• **PROMPT 1**
According to the Apache community development newsletter, how many attendees does FOSDEM attract?
• **PROMPT 2**
Summarize the Apache community development newsletter in two sentences.

• **TEXT PROVIDED**
## Start

Tuesday February 14, 2017

Community Development News - January 2017

Welcome to our monthly blog update about what is happening in Apache Community Development. This month we have news about FOSDEM and our Commnity Development presence there, Feathercast and the audio recordings available and the new mini conference format for Apachecon NA 2017.

Community Development at FOSDEM 2017

During January a lot of our focus has been in preparing for FOSDEM. FOSDEM is a open source conference in Brussels that is held every year. It is completely free to attend and attracts 4000-5000 attendees. It is a great event to spread the word about Apache and also projects can use it to promote themselves to potential new users or community members.

A wiki page was setup with details of the event where projects could book time on the ASF booth to promote their project.This year we had a special banner made featuring logos of as many Apache projects as we could fit. Having the banner with the project logos really helped people realise just how many projects we have at the ASF. We are now seeing a lot more recognition of Apache projects than before.

Around 20 FOSDEM presentations and talks were from ASF contributors which shows that the ASF is already building a strong presence. There is also an increased awareness of Big Data and IoT and it was good to see that many people recognised ASF projects as leading the way in these technology areas. And tweets from the ASF Twitter account helped guide people to our booth.

During FOSDEM we also had the opportunity to record some Feathercast interviews. Links can the recordings can be found below:

Interview : Joerg Schad (Apache Mesos)
Interview : Holden Karau (Apache Spark)
Interview : Danese Cooper
Interview : Rich Bowen
Interview : Roman Shaposhnik
Interview : Isabel Drost-Fromm

Thanks to everyone who helped out on and around the ASF booth during the conference and also to the people who volunteered to be interviewed. We are looking forward to being at FOSDEM again next year.

Feathercast

Feathercast was started by David Reid and Rich Bowen and is currently used to store podcasts and recorded audio from ASF related events or presentations. It contains a lot of audio from previous Apachecons and is a good way to catch a presentation that you haven't been able to attend. All the audio from Apache Big Data and Apachecon 2016 in Seville has is now uploaded and available.

In the past Feathercast was jointly maintained by David and Rich. More recently Rich has taken on the majority of the work involved so now we are actively looking for additional volunteers to help share the workload. If you are interested in helping out with Feathercast then please follow the feathercast mailing list feathercast-AT-apache.org or subscribe to the feathercast mailing list  by sending an email to feathercast-subscribe-AT-apache.org

Apachecon NA 2017

The Community Development team will be working on helping support the preparations for Apachecon NA in Miami. If you have been following the discussions on our mailing lists then you will have seen that a new format for Apachecon has been proposed. This involves mini project or themed conferences integrated with Apachecon. Already confirmed for Miami are the following:


  • Apache: Big Data

  • Cloudstack Collaboration Conference

  • Tomcatcon

  • Apache IoT  (Internet of Things)

  • FlexJS Summit

  • Apache Traffic Server and Traffic Control Summit


We will still be including our core Apachecon tracks for community, lightning talks, general project presentations and tutorials, as well as our regular Barcamp.We hope that you will enjoy the new format and hope to see as many of you as possible in Miami.

## End

• **GIVEN DATA**
## Start

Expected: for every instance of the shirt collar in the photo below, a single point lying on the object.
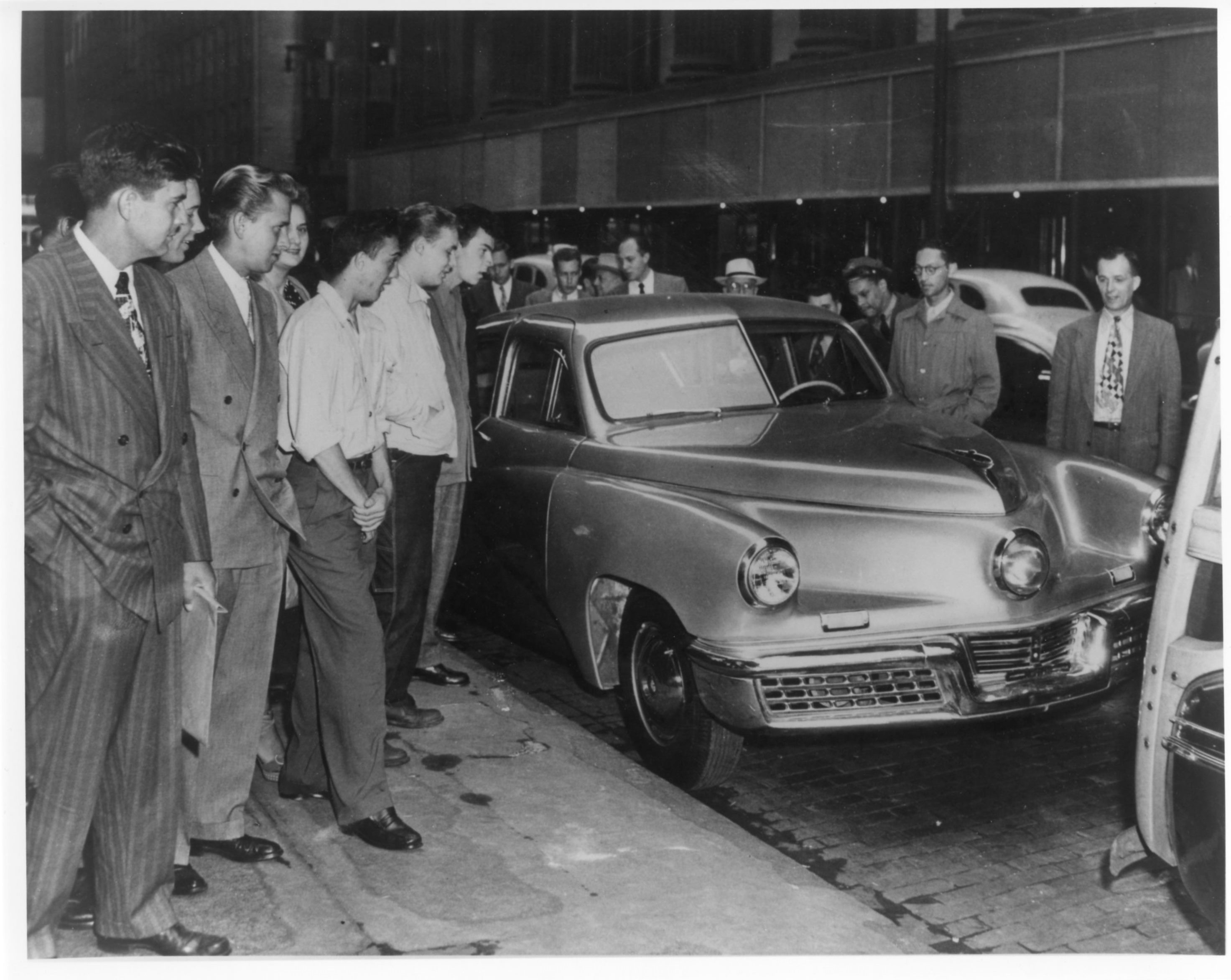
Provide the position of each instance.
(106, 270)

## End

• **EXERCISE OUTPUT 1**
FOSDEM attracts 4000-5000 attendees.

• **EXERCISE OUTPUT 2**
At FOSDEM 2017, Apache Community Development had a booth with a banner showing many Apache project logos, and it recorded Feathercast interviews there. Feathercast, which holds audio from ASF events, needs more volunteers, and Apachecon NA 2017 in Miami will use a new format with integrated mini project or themed conferences alongside the core tracks and Barcamp.